EXERCISE DETAILS — Leaving every picture out, repeat all of the entries below exactly.
SOURCE RECORDS Block Start
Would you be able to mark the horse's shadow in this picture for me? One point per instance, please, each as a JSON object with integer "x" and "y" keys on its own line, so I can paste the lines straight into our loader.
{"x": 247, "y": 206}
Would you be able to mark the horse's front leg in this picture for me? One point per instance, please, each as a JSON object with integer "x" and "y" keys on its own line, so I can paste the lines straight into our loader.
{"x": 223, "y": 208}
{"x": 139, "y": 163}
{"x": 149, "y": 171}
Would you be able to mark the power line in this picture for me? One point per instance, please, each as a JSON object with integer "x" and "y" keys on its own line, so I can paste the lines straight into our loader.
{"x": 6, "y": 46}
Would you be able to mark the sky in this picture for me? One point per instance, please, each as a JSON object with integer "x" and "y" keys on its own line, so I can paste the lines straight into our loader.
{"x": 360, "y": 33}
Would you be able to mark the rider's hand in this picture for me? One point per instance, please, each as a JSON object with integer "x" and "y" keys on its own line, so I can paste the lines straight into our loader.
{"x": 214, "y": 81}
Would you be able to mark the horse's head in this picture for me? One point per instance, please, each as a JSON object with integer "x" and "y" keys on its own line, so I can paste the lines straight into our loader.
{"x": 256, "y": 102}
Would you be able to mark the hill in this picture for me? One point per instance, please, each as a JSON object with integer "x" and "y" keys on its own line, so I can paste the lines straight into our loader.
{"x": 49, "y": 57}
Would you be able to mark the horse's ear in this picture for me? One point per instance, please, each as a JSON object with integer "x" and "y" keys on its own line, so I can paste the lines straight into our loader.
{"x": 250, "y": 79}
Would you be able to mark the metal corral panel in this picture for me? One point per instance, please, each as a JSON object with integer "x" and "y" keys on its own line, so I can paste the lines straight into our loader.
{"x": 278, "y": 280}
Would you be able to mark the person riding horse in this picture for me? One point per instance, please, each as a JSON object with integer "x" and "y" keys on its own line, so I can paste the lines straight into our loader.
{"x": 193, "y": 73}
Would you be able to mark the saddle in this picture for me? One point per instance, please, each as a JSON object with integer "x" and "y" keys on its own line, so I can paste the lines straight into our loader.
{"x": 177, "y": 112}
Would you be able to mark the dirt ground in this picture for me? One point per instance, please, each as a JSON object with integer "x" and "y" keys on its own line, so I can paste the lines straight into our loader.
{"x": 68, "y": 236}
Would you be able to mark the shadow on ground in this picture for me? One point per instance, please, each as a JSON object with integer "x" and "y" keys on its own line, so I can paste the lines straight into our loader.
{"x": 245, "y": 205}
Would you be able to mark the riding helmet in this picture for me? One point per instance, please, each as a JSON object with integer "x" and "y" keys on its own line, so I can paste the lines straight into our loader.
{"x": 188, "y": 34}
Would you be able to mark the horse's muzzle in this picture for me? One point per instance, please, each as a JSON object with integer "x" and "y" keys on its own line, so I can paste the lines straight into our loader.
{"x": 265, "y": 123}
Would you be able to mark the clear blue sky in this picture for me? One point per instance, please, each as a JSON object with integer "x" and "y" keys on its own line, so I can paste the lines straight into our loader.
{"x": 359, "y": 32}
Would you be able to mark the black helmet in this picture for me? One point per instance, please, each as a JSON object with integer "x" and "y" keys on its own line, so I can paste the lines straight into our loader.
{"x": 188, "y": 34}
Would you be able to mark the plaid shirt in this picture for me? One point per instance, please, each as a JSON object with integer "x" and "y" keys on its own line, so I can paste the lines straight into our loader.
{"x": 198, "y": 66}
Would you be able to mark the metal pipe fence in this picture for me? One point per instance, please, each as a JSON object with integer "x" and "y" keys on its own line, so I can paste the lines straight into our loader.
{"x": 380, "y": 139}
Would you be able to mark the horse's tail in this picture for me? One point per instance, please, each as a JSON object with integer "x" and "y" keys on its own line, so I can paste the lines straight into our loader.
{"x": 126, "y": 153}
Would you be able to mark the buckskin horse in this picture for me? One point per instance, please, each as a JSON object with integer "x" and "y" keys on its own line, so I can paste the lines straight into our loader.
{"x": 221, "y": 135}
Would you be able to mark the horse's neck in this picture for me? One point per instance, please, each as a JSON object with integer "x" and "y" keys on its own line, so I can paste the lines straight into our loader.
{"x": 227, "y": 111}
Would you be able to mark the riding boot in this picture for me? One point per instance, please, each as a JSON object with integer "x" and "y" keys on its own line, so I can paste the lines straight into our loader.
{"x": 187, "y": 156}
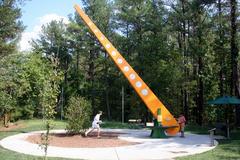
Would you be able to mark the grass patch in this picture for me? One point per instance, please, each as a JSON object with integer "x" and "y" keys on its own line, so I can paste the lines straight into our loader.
{"x": 26, "y": 126}
{"x": 117, "y": 125}
{"x": 226, "y": 150}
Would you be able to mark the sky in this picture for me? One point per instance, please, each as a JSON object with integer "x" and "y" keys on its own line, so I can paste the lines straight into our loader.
{"x": 36, "y": 13}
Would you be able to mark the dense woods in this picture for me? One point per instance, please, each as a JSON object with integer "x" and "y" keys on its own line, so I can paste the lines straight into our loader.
{"x": 187, "y": 51}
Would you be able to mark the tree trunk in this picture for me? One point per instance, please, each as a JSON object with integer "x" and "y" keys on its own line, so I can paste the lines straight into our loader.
SOURCE RECORDS Block End
RESULT OF THE EXERCISE —
Would you be able to mark the horse's shadow in this picture for me? One point per instance, please, each as a JSON object with integer "x" and "y" keys on its own line, so I can paste the lines straight into our loader.
{"x": 247, "y": 206}
Would you be able to mark the horse's front leg in this picture for me? One point per instance, please, each as a JSON object with integer "x" and "y" keys on its own line, so I can paste the lines straight into our loader.
{"x": 223, "y": 208}
{"x": 139, "y": 163}
{"x": 149, "y": 171}
Would you be able to mark the power line in this picture for me? One point per instance, please, each as a JSON object with integer "x" and "y" keys on its own line, so I can paste the lines straight into our loader.
{"x": 6, "y": 46}
Would you be able to mark the sky in this picture for me? One point per instance, please, each as a JSON object with integer "x" and "y" keys on its own line, so I can paste the lines straight into our loader.
{"x": 360, "y": 33}
Would you be able to mark the rider's hand in this picture for me? One point per instance, please, each as a JSON object with integer "x" and "y" keys on its own line, so I can paste the lines straight into our loader.
{"x": 214, "y": 81}
Would you be able to mark the horse's head in this picture for me? One point per instance, please, each as a JSON object with integer "x" and "y" keys on its own line, so I can paste the lines straight into our loader.
{"x": 256, "y": 102}
Would you be able to mark the hill in this picture for me? One point per instance, please, each as a JSON object with integer "x" and "y" keys on its own line, so I can paste the lines straight into our loader.
{"x": 49, "y": 57}
Would you be able to mark the horse's ear in this picture for me? One point per instance, please, each as a JSON object with integer "x" and "y" keys on its own line, so I can paste the lines straight into our loader.
{"x": 250, "y": 79}
Would you be able to mark the metal corral panel in this picture for me? One point per instance, please, each as a JSON object with integer "x" and "y" keys on its own line, so I can paste the lines straight into our loader.
{"x": 278, "y": 280}
Would you be able to mark the person riding horse in this picture for me? One point per instance, please, each as a JSON object with integer "x" and "y" keys on its own line, so I can paste the lines straight into our loader.
{"x": 193, "y": 73}
Would you be able to mark the saddle in this picture for me? One point per instance, please, each as a JSON object with integer "x" and "y" keys on its own line, so I can paste the lines straight into our loader.
{"x": 177, "y": 112}
Would you be able to mark the dirt ground in this picture for me? One point per instance, please, each as a JSON object with integer "x" and "y" keys on its own line, so I can paste the lines straight into our loader.
{"x": 68, "y": 236}
Would you be able to mark the shadow on ground in this picture for me? One point per instance, please, each as a JSON object with integer "x" and "y" keys on its own line, so I can paste the lines straight into our loader.
{"x": 245, "y": 205}
Would you be able to mark the riding helmet in this picture for me? One point per instance, please, each as a JSON object with integer "x" and "y" keys on its own line, so I can paste the lines straight into our loader.
{"x": 188, "y": 34}
Would you be able to mark the horse's muzzle in this picture for me? One point per instance, please, each as a JSON object with integer "x" and "y" keys on its own line, so I can paste the lines straight into our loader.
{"x": 265, "y": 123}
Would you be able to mark the clear blue sky in this picture for me? One point per instance, please, each as a JSON object with integer "x" and "y" keys on its own line, so I can paste the lines straight into our loader.
{"x": 359, "y": 32}
Would you be able to mark the black helmet in this picture for me? One point per instance, please, each as a JSON object with integer "x" and "y" keys on its own line, so I can paste the lines straight into our loader.
{"x": 188, "y": 34}
Would you be able to mark the plaid shirt in this picture for me? One point per instance, please, each as a JSON object with integer "x" and "y" keys on its own line, so I can paste the lines straight into our loader.
{"x": 198, "y": 66}
Would you be able to mark the metal pipe fence in this picture for me? One point per instance, please, each as a JSON object with integer "x" and "y" keys on its own line, so I can paste the lines straight into our loader.
{"x": 380, "y": 139}
Would you be able to mark the horse's tail in this picture for me? One point per instance, please, each as a JSON object with integer "x" and "y" keys on its own line, so I can paste the lines straight into our loader.
{"x": 126, "y": 153}
Would you be able to mark the buckskin horse in this picture for me? One point per instance, please, each as a JSON object with integer "x" and "y" keys on its own line, so I can paste the lines straight into our loader.
{"x": 221, "y": 135}
Would you be able to mark the horse's neck in this picture for me? One point per instance, please, each as a JSON object with integer "x" and "y" keys on its own line, so I can paste the lines straight into our loader.
{"x": 227, "y": 111}
Would you be able to mark the riding boot in this picture for me? One point per instance, please, each as a JSON object with integer "x" and "y" keys on its own line, so I can paste the lines straight into our loader.
{"x": 187, "y": 156}
Would you be able to mark the grass patch in this picture for me? One point per instance, please, each as a JSON object with integer "x" and "y" keys on its own line, so I can paste the lines straight into our loader.
{"x": 26, "y": 126}
{"x": 117, "y": 125}
{"x": 226, "y": 150}
Would you be able to mark the sky in this picture for me? One point per instance, please, each as a JSON object with integer "x" and "y" keys on its own line, so I can paste the lines straight into our loader.
{"x": 36, "y": 13}
Would you be able to mark the dense woods in this picture for me? One point per instance, please, each as a JSON object with integer "x" and "y" keys on its own line, so I can paste the lines straight into our loader.
{"x": 187, "y": 51}
Would you be able to mark the tree trunk in this picture for me? One point per instance, please, each as a JSON object with integer "x" and "y" keys on its own line, so I can paste the lines straight into our loader.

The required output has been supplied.